*** Exercise data Section Begins ***

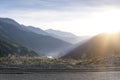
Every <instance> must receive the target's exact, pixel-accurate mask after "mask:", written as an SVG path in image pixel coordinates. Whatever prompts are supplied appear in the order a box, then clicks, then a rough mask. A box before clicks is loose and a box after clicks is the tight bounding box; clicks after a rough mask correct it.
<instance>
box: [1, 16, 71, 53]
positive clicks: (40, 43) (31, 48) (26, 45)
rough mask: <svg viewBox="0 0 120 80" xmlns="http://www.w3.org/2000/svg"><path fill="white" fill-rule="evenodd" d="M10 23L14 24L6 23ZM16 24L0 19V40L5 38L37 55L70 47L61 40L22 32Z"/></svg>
mask: <svg viewBox="0 0 120 80" xmlns="http://www.w3.org/2000/svg"><path fill="white" fill-rule="evenodd" d="M3 20H4V21H3ZM10 21H13V22H14V23H8V22H10ZM16 24H18V23H16V22H15V21H14V20H12V19H8V18H0V38H6V39H8V40H11V41H13V42H17V43H19V44H22V45H24V46H26V47H28V48H30V49H32V50H34V51H35V52H37V53H39V54H41V53H43V55H46V54H49V53H53V52H60V51H63V50H64V49H65V48H67V47H69V46H71V44H69V43H67V42H64V41H62V40H59V39H56V38H53V37H50V36H44V35H40V34H36V33H34V32H32V31H29V30H27V29H26V30H24V28H23V27H21V25H20V24H18V25H17V26H16Z"/></svg>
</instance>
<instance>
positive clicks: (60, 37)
mask: <svg viewBox="0 0 120 80" xmlns="http://www.w3.org/2000/svg"><path fill="white" fill-rule="evenodd" d="M45 31H46V32H47V33H49V35H50V36H53V37H55V38H58V39H61V40H63V41H66V42H69V43H72V44H75V43H78V42H79V41H80V39H81V38H80V37H78V36H76V35H74V34H72V33H69V32H63V31H59V30H53V29H48V30H45Z"/></svg>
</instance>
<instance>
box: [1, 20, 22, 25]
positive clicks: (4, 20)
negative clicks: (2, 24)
mask: <svg viewBox="0 0 120 80" xmlns="http://www.w3.org/2000/svg"><path fill="white" fill-rule="evenodd" d="M0 21H2V22H5V23H8V24H12V25H15V26H20V24H19V23H17V22H16V21H15V20H13V19H11V18H0Z"/></svg>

*** Exercise data Section Ends ***

About this task –
Give the data above again exactly. Leave the pictures out.

Response for this exercise –
Every <instance> must receive the target's exact, pixel-accurate mask after "mask:", written as an SVG path in image pixel coordinates. Whatever prompts are supplied appear in the order a box, then clicks, then a rough mask. A box before clicks is loose and a box after clicks is the tight bounding box; clicks after a rough mask correct it.
<instance>
box: [1, 16, 71, 53]
positive clicks: (40, 43) (31, 48) (26, 45)
rough mask: <svg viewBox="0 0 120 80" xmlns="http://www.w3.org/2000/svg"><path fill="white" fill-rule="evenodd" d="M10 23L14 24L6 23ZM16 24L0 19V40L5 38L37 55L70 47L61 40L22 32Z"/></svg>
mask: <svg viewBox="0 0 120 80" xmlns="http://www.w3.org/2000/svg"><path fill="white" fill-rule="evenodd" d="M3 20H4V21H3ZM10 21H13V22H14V23H8V22H10ZM16 24H18V23H16V22H15V21H14V20H12V19H8V18H0V38H6V39H8V40H11V41H13V42H17V43H19V44H22V45H24V46H26V47H28V48H30V49H32V50H34V51H35V52H37V53H39V54H41V53H43V55H46V54H49V53H53V52H60V51H63V50H64V49H65V48H67V47H69V46H71V44H69V43H67V42H64V41H62V40H59V39H56V38H53V37H50V36H44V35H40V34H36V33H34V32H32V31H29V30H27V29H26V30H24V28H23V27H21V25H20V24H18V25H17V26H16Z"/></svg>
</instance>
<instance>
positive clicks: (60, 37)
mask: <svg viewBox="0 0 120 80" xmlns="http://www.w3.org/2000/svg"><path fill="white" fill-rule="evenodd" d="M45 31H46V32H47V33H49V35H50V36H53V37H55V38H58V39H61V40H63V41H66V42H69V43H72V44H75V43H78V42H79V41H80V39H81V38H80V37H78V36H76V35H74V34H72V33H69V32H63V31H59V30H53V29H48V30H45Z"/></svg>
</instance>
<instance>
box: [1, 20, 22, 25]
positive clicks: (4, 20)
negative clicks: (2, 24)
mask: <svg viewBox="0 0 120 80" xmlns="http://www.w3.org/2000/svg"><path fill="white" fill-rule="evenodd" d="M0 21H2V22H5V23H8V24H12V25H15V26H20V24H19V23H17V22H16V21H15V20H13V19H11V18H0Z"/></svg>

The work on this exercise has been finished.